Selected extract
Travel Talk with D.G. Kaye
D.G. Kaye

The Travel Column with D.G. Kaye – The Bahamas – 14 Islands Up and Running and Waiting for Tourists. | Smorgasbord Blog Magazine

The October edition of my Travel Column at Sally Cronin’s Blog Magazine is live now. In this edition I chose to focus on the Bahamas as a vacation destination. Did you know Bahamas have over 700 islands? Ya, I didn’t know that either. In light of the recent devastation that occurred on some of those islands from Hurricane Dorian, I thought it was the perfect choice for this October edition.

 

Smorgasbord Blog Magazine – The Travel Column with D.G. Kaye – The Bahamas – 14 Islands Up and Running and Waiting for Tourists.

 

The Bahamas – 14 Islands Up and Running and Waiting for Tourists.

Welcome to this month’s edition of the Travel Column. For this month’s edition I wanted to write about the Bahamas, in light of one of the most devastating hurricanes that pretty much demolished Grand Obaca and Grand Bahama islands. Although support is pouring in from many countries and many selfless people are helping in their own way, the news stated that the best way people can help with their devastation is to visit some of the many islands that make up the Bahamas to help to contribute to their economy to help rebuild with tourism.

 

Bahama Islands Map

 

A Bit of History

The Bahamas were inhabited by the Lucayans – a branch of the Taino people (original inhabitants of the Caribbean for centuries before the arrival of the European colonizers). Columbus made his first landfall there in 1492. Later, the natives were shipped to Hispaniola to serve as slaves, leaving the Bahama islands mostly deserted from 1513 till 1648 when British colonists began to settle there. In 1718, Bahamas became a British Crown Colony, clamping down on piracy. After the American Revolution, American Loyalists (those who stood loyal to the British Crown), settled in the Bahamas with their slaves and built plantations. The majority of the population from this time period on, saw African slaves and their descendants populate the islands.

Data records
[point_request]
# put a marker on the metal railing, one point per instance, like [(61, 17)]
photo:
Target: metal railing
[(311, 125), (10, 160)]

Written request 1
Write out the part of the Bahamas travel column from "Welcome to this" to "rebuild with tourism.".
Written request 2
According to the Bahamas travel column, in what year did the Bahamas become a British Crown Colony?
Written request 3
Do these statements agree with the Bahamas travel column? (a) Columbus made his first landfall in the Bahamas in 1492. (b) British colonists began settling the Bahamas in 1513. (c) The Bahamas are made up of fewer than 100 islands.
The records above are separate from the travel column.

Output 1
Welcome to this month’s edition of the Travel Column. For this month’s edition I wanted to write about the Bahamas, in light of one of the most devastating hurricanes that pretty much demolished Grand Obaca and Grand Bahama islands. Although support is pouring in from many countries and many selfless people are helping in their own way, the news stated that the best way people can help with their devastation is to visit some of the many islands that make up the Bahamas to help to contribute to their economy to help rebuild with tourism.

Output 2
1718

Output 3
(a) Yes: "Columbus made his first landfall there in 1492."
(b) No: "leaving the Bahama islands mostly deserted from 1513 till 1648 when British colonists began to settle there."
(c) No: "Did you know Bahamas have over 700 islands?"